**** Supplied entries ****

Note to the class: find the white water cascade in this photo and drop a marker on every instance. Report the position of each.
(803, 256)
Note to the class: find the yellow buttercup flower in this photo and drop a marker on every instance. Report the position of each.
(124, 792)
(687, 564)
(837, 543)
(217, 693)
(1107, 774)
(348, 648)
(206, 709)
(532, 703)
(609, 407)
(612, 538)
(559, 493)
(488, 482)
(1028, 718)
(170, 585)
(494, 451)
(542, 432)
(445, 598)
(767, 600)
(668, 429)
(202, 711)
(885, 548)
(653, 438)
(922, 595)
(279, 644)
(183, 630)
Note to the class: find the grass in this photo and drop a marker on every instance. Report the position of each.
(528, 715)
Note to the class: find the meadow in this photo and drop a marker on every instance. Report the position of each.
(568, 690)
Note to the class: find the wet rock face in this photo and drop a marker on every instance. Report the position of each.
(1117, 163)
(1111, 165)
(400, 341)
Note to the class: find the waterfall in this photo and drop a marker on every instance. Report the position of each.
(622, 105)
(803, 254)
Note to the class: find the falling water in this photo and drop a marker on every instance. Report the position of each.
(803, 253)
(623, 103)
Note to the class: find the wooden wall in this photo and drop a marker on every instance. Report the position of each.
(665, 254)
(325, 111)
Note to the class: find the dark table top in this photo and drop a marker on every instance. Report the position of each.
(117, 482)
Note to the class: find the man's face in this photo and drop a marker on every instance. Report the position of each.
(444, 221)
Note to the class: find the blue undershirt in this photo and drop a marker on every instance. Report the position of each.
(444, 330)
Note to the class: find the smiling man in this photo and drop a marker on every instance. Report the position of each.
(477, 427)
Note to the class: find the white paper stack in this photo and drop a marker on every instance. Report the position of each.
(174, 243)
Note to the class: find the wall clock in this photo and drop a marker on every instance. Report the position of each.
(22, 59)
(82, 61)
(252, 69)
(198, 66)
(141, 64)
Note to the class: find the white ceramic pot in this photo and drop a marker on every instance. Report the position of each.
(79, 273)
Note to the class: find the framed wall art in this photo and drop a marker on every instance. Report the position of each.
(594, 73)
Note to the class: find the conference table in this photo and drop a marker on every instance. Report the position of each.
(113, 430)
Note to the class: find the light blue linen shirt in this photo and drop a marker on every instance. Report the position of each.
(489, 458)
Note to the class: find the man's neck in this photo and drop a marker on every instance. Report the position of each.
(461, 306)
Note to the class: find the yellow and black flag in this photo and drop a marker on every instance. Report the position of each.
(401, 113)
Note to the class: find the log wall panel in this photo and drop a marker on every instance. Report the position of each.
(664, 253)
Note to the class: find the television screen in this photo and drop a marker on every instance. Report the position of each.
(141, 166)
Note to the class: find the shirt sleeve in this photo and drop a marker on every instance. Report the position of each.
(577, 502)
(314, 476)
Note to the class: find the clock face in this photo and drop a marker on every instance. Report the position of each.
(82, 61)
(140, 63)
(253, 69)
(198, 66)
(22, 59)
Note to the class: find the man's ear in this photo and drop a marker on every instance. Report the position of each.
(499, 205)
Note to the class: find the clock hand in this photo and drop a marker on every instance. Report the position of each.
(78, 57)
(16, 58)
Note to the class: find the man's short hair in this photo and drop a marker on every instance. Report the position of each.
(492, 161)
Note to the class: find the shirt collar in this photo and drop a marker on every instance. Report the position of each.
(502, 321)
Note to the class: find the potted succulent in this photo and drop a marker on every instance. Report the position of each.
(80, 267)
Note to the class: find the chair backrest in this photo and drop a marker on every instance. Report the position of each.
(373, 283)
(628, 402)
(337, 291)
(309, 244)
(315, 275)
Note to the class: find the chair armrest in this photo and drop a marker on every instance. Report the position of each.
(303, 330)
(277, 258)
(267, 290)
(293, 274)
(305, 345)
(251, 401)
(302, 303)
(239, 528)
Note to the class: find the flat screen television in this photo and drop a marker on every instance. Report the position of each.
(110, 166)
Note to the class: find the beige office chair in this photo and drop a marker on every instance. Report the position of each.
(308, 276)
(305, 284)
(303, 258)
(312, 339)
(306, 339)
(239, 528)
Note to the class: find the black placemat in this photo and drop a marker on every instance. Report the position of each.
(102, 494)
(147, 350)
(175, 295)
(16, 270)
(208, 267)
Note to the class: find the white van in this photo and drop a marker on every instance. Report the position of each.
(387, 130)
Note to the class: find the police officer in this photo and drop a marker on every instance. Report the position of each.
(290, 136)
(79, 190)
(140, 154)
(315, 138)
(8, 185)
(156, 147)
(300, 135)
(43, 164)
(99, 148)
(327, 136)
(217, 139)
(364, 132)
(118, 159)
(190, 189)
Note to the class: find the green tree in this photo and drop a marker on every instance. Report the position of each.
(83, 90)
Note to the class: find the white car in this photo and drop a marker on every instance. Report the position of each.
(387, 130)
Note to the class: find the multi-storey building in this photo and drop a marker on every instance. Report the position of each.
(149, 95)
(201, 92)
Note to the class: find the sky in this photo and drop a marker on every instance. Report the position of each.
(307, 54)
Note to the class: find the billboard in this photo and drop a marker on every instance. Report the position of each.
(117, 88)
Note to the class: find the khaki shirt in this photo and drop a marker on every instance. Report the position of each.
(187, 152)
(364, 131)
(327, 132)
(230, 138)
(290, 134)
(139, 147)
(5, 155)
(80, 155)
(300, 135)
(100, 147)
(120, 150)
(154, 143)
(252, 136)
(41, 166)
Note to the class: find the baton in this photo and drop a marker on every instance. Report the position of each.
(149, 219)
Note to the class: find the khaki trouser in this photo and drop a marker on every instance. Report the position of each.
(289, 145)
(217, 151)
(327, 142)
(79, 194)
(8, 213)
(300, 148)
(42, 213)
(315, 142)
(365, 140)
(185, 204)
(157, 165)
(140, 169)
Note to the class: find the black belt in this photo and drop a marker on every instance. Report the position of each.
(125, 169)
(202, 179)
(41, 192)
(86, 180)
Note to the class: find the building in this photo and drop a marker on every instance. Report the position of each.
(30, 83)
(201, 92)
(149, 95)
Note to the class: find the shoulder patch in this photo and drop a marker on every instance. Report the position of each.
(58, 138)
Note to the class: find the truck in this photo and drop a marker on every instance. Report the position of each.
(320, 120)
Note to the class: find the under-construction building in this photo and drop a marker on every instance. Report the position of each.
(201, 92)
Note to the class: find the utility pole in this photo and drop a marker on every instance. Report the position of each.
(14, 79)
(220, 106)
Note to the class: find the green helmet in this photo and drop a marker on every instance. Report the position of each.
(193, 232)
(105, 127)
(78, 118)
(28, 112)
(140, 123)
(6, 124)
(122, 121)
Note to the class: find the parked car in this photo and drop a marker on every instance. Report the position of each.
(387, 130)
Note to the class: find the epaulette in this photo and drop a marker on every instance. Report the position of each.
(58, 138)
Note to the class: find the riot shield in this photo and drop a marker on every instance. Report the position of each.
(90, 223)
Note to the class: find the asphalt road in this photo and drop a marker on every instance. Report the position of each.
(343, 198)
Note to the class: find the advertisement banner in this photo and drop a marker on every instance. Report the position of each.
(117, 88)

****

Instructions for the task: Repeat the records exactly, including every line.

Output of the task:
Note to the class: find the white water cascade in this photo and drop a marker on every instance. Report the position of each.
(803, 256)
Note to the class: find the yellow buttercup flower in this photo and drop a marker on every instance. Report the position of each.
(124, 792)
(687, 564)
(837, 543)
(217, 693)
(1107, 774)
(348, 648)
(206, 709)
(532, 703)
(609, 407)
(612, 538)
(559, 493)
(488, 482)
(1028, 718)
(170, 585)
(494, 451)
(542, 432)
(445, 598)
(767, 600)
(668, 429)
(202, 711)
(885, 548)
(653, 438)
(922, 595)
(279, 644)
(183, 630)
Note to the class: find the grass in this photo and drop a marker on every instance. Report the position of each.
(528, 715)
Note to the class: find the meadow in this photo and drop a marker on every instance. Report the position of each.
(568, 690)
Note to the class: find the wet rock face in this photo and drop a marker on every instance. Report the position of each.
(1117, 163)
(1111, 165)
(400, 341)
Note to the class: find the waterfall in this photo and drop a marker on every instance. Report the position of each.
(622, 105)
(803, 254)
Note to the class: find the falling water in this photo and drop a marker on every instance. Report the position of each.
(803, 253)
(623, 103)
Note to the class: find the wooden wall in this photo and drop a marker on every instance. Report the position of each.
(665, 254)
(325, 111)
Note to the class: find the dark table top in this photo and drop a marker on every instance. Report the position of each.
(117, 482)
Note to the class: find the man's face in this photo and drop a marker on every instance. Report the position of each.
(444, 221)
Note to the class: find the blue undershirt in this photo and drop a marker on every instance. Report the position of each.
(444, 330)
Note to the class: find the smiling man in this photo and drop a marker on every instance. Report the position of each.
(477, 427)
Note to the class: find the white paper stack in this photo and drop a marker on every instance. Report the position of each.
(174, 243)
Note to the class: find the wall clock in this photo and drop a marker on every instance. Report the position of each.
(22, 59)
(82, 61)
(252, 69)
(198, 66)
(141, 64)
Note to the class: find the white ceramic pot in this photo and drop a marker on every instance. Report the position of each.
(79, 273)
Note to the class: find the framed wall art in this photo and drop a marker on every instance. Report the position of each.
(594, 73)
Note to the class: find the conference table in this photo and drop a marker on every instance. Report the position of each.
(113, 430)
Note to the class: find the light blue linen shirt in this photo and drop a marker on every instance. Report the position of each.
(489, 458)
Note to the class: find the man's neck in this photo and drop a marker on every instance. Report the position of each.
(461, 306)
Note to the class: find the yellow and black flag in this photo and drop a marker on every instance. Report the position of each.
(401, 113)
Note to the class: find the log wall panel in this photo and drop a marker on every instance. Report the position of each.
(664, 253)
Note to the class: find the television screen in this photo and drop a marker on every instance. Report the position of each.
(141, 166)
Note to the class: find the shirt sleeve in this photo and drop a marker on every instance. Report the position of each.
(577, 502)
(314, 476)
Note to the class: find the clock face in this photo and drop a marker on every instance. Report the position of each.
(82, 61)
(140, 63)
(253, 69)
(198, 66)
(22, 59)
Note to the class: find the man's ear in this photo and drop a marker on every instance. Report the position of each.
(499, 205)
Note to the class: find the clock hand in this photo and drop a marker on every instance. Report the position of each.
(78, 57)
(16, 58)
Note to the class: find the man's short hair in this photo and drop a marker on every instance. Report the position of each.
(492, 161)
Note to the class: find the shirt collar in this photo and drop a marker on every instance. Report the position of each.
(502, 321)
Note to the class: find the potted succulent in this photo and drop a marker on every instance. Report the position of each.
(80, 267)
Note to the class: find the chair backrest in this photo and drop a marker on every instance. Report the position of each.
(373, 283)
(628, 402)
(337, 291)
(309, 244)
(315, 275)
Note to the class: find the chair armrest in this photo and drop a marker on every instance. Report the position of each.
(303, 330)
(277, 258)
(267, 290)
(293, 274)
(305, 345)
(251, 401)
(302, 303)
(239, 528)
Note to the class: find the flat screen television in this photo and drop a marker on every instance. Report the position of each.
(110, 166)
Note to the class: find the beige office chair in this photo and drop a marker on every instance. Report the position of each.
(308, 276)
(305, 284)
(303, 258)
(312, 339)
(306, 339)
(239, 528)
Note to the class: find the black placemat in this photo and drop a marker on every instance. Report the position of each.
(102, 494)
(147, 350)
(175, 295)
(16, 270)
(208, 267)
Note to the class: find the white van in this photo and drop a marker on every instance. Report the position of each.
(387, 130)
Note to the class: find the police officer in this photo and drop a marker on every instance. Report the position of each.
(290, 136)
(79, 190)
(140, 154)
(315, 138)
(8, 185)
(156, 147)
(300, 135)
(43, 164)
(99, 148)
(327, 136)
(217, 139)
(364, 132)
(118, 159)
(190, 189)
Note to the class: find the green tree in this photo and drop a marker on every instance. Report the position of each.
(83, 90)
Note to the class: find the white car in this photo and drop a marker on every instance. Report the position of each.
(387, 130)
Note to the class: find the multi-storey building in this photo and drop a marker on every instance. Report the position of each.
(149, 95)
(201, 92)
Note to the class: find the sky in this photo and drop a marker on every instance. Report the position of each.
(307, 54)
Note to the class: find the billboard in this photo and drop a marker on every instance. Report the position of each.
(117, 88)
Note to the class: find the khaki shirt in this photo and drop a marker on every instance. Report the position of each.
(187, 152)
(364, 131)
(327, 132)
(230, 138)
(290, 134)
(139, 147)
(5, 155)
(80, 155)
(300, 135)
(100, 147)
(120, 150)
(154, 143)
(252, 136)
(41, 166)
Note to the class: find the baton in this photo and drop a marker on every instance. Report the position of each.
(149, 219)
Note to the class: find the khaki trouser in this photo and drop a marker on every instance. Report the position of each.
(289, 145)
(217, 151)
(327, 142)
(79, 194)
(8, 213)
(300, 148)
(42, 213)
(315, 142)
(365, 140)
(185, 204)
(157, 165)
(140, 169)
Note to the class: find the black belt in this photo and drop a marker on every instance. Report the position of each.
(125, 169)
(202, 179)
(41, 192)
(86, 180)
Note to the class: find the building in this photo and drop a marker on every instance. Report the position of each.
(30, 83)
(201, 92)
(149, 95)
Note to the class: find the shoulder patch in this photo and drop a marker on every instance. Report the position of each.
(58, 138)
Note to the class: find the truck in this photo and drop a marker on every instance. Report the position of each.
(320, 120)
Note to the class: find the under-construction building in this photo and drop a marker on every instance. Report the position of each.
(201, 92)
Note to the class: find the utility pole in this photo and drop a marker on every instance. Report the position of each.
(14, 79)
(220, 106)
Note to the class: find the green helmet in this photo and drop a marker on every instance. Report the position of each.
(193, 232)
(105, 127)
(78, 118)
(28, 112)
(140, 123)
(6, 124)
(122, 121)
Note to the class: find the parked car in this photo and drop a marker on every instance. Report the position of each.
(387, 130)
Note to the class: find the epaulette in this photo and drop a marker on every instance. Report the position of each.
(58, 138)
Note to the class: find the riot shield in this photo and drop a marker on every instance. Report the position of each.
(90, 223)
Note to the class: find the asphalt road in this photo and drop a marker on every instance. Report the position of each.
(343, 198)
Note to the class: find the advertisement banner in this photo and drop a marker on every instance. Report the position of each.
(117, 88)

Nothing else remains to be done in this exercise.